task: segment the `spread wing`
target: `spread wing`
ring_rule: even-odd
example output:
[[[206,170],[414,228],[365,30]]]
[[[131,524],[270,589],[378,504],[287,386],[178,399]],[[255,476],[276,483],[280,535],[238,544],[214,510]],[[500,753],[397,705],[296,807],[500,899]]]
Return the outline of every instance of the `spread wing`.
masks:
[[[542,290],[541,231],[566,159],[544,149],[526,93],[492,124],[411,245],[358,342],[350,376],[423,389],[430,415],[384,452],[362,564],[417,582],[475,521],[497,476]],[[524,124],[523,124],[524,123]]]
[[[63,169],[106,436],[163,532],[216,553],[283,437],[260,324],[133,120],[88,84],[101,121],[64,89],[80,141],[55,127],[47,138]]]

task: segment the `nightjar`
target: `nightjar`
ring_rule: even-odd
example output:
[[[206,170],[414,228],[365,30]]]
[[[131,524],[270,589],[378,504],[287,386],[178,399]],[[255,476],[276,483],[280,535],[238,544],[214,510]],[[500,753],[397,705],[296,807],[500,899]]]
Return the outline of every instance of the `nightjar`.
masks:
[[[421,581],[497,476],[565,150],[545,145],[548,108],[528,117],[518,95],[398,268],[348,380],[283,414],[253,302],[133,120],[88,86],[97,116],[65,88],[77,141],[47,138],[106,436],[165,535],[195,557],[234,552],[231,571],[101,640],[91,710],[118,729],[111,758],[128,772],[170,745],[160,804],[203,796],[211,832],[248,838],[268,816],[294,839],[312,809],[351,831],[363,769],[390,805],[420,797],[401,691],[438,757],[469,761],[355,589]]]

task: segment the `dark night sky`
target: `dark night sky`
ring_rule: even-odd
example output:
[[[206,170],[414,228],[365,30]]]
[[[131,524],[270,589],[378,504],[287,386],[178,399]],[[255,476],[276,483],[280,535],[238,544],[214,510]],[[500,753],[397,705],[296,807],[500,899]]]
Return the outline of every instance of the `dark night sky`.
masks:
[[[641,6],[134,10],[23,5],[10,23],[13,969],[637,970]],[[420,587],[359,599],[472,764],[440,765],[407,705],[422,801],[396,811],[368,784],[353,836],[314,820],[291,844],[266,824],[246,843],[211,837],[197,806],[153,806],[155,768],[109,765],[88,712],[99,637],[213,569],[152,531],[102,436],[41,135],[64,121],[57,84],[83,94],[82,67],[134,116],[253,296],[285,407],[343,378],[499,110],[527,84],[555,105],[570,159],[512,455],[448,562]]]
• • • •
Given instruction:
Please find each line in the listing above that contains the word "nightjar" and copy those lines out.

Output of the task:
task: segment the `nightjar`
target: `nightjar`
Return the outline of every instance of the `nightjar`.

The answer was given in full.